— Short exercise —
Repeat the data below word for word, beginning with the line that contains "dark green shrub in the photo above." and continuing through the last line of the data.

— Listed entries —
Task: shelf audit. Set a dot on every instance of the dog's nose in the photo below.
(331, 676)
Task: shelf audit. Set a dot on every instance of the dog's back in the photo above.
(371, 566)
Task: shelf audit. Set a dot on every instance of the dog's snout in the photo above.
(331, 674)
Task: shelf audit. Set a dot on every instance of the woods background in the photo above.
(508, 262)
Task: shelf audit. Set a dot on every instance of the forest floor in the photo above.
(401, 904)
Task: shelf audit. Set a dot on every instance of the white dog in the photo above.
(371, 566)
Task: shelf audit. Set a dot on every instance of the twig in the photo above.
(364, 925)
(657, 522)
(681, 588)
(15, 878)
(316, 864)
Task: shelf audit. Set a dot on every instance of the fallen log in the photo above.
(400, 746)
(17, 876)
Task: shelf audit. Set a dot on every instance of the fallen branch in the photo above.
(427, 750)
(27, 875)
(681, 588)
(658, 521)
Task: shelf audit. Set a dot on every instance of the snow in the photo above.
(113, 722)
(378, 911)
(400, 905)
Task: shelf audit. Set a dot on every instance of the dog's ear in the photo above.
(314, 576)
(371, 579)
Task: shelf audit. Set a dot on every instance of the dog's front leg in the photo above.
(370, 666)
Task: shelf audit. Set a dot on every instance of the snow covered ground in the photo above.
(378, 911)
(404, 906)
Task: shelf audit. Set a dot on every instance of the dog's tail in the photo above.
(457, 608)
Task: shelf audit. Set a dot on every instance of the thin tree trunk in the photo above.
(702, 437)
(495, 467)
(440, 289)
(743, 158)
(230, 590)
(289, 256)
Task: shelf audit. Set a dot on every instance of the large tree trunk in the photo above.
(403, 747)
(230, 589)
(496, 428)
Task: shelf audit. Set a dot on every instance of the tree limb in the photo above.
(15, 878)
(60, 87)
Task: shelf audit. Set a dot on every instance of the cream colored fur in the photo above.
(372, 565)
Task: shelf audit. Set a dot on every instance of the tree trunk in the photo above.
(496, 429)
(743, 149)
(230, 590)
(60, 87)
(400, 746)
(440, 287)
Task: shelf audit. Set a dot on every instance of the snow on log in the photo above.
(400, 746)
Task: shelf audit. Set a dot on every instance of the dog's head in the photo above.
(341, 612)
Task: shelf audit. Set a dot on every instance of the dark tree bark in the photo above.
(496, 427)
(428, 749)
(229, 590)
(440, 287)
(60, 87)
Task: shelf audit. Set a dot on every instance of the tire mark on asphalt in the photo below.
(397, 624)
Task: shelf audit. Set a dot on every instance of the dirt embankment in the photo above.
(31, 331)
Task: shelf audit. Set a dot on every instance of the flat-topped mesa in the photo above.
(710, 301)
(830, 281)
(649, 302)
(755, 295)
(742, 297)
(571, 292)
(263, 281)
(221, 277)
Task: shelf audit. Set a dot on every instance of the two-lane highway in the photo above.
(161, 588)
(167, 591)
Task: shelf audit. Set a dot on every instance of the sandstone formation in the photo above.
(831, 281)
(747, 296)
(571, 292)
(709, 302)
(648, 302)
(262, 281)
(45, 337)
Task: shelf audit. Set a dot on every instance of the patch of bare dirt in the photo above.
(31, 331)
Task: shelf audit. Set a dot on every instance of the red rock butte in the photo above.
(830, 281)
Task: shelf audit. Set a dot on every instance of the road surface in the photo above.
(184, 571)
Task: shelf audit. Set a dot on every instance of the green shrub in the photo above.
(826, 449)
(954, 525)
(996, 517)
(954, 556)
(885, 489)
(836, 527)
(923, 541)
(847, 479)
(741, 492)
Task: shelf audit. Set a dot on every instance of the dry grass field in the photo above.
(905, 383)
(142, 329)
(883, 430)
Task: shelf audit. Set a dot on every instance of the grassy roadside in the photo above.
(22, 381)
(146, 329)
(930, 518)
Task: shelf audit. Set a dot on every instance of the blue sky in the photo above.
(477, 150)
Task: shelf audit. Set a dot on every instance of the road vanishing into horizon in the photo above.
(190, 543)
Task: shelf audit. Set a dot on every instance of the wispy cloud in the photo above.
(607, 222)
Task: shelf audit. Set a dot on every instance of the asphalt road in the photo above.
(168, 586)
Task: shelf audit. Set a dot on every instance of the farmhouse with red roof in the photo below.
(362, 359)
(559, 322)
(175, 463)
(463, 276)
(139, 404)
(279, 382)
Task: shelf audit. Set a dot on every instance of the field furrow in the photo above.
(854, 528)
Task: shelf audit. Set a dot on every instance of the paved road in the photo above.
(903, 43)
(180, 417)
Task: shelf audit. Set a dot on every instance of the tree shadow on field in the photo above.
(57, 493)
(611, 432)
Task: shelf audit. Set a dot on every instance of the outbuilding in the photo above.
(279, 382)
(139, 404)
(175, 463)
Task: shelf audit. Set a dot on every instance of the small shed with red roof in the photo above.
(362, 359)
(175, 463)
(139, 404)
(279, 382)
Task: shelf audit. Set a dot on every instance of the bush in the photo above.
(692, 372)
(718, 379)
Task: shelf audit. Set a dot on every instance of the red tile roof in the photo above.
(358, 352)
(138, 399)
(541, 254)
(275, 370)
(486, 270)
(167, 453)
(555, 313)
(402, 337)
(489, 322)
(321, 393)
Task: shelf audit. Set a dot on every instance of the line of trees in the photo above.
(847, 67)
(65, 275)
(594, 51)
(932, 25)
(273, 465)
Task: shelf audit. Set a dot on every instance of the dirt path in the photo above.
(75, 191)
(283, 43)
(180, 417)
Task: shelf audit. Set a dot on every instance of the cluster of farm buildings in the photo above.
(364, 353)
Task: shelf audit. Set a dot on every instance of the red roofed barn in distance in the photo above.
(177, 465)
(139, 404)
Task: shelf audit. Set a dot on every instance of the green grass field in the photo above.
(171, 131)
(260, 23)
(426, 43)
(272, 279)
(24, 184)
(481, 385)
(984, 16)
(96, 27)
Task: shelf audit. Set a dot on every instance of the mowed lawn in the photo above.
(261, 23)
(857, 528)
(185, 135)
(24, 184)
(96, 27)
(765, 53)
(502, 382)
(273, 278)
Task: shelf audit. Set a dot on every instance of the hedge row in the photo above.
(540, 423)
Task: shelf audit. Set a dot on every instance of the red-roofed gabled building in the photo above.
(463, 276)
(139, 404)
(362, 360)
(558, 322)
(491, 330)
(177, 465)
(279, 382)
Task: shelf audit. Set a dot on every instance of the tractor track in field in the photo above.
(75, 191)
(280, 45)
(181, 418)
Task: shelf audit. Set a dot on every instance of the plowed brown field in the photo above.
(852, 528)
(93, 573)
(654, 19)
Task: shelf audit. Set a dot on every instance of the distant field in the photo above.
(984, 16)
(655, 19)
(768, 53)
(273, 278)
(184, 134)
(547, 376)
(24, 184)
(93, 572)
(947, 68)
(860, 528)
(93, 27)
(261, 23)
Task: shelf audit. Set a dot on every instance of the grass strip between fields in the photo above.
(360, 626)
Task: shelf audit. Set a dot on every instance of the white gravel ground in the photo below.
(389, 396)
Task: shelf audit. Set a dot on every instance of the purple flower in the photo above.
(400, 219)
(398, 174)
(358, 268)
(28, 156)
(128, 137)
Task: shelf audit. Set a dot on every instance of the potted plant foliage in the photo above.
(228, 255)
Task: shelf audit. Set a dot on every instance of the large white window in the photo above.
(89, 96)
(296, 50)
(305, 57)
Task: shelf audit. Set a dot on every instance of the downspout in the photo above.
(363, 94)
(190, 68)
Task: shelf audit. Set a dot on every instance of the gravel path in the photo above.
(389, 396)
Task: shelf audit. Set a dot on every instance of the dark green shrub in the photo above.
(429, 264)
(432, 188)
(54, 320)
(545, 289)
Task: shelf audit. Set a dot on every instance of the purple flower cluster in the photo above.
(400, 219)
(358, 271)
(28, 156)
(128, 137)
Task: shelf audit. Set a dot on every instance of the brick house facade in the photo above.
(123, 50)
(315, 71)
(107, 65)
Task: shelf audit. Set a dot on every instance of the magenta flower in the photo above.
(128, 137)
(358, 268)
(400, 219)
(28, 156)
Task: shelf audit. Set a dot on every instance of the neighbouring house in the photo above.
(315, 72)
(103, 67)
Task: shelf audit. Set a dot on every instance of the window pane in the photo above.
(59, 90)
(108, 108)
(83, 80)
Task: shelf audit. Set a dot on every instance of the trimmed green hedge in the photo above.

— Exercise response —
Task: shelf audit. Set a dot on every instance of the dark green shrub in the photo above.
(429, 264)
(432, 188)
(54, 320)
(545, 289)
Task: shelf audit. Set a dot on every instance of the purple flower cluster in the photo above.
(400, 219)
(358, 271)
(28, 156)
(128, 137)
Task: shelf audit. Set a dot on every instance of the brick house facade in the photo above.
(123, 50)
(315, 71)
(107, 65)
Task: shelf audit. Set a dot on every instance of the magenta flower in the photo above.
(128, 137)
(358, 268)
(400, 219)
(28, 156)
Task: shelf audit. Set a dot on every instance of the neighbouring house in the photo above.
(315, 72)
(103, 67)
Task: shelf audit. Set a dot on every instance of the window pane in the photo above.
(59, 90)
(108, 108)
(83, 80)
Task: shelf audit. Set a dot on every instance of the trimmed green hedge in the photo above.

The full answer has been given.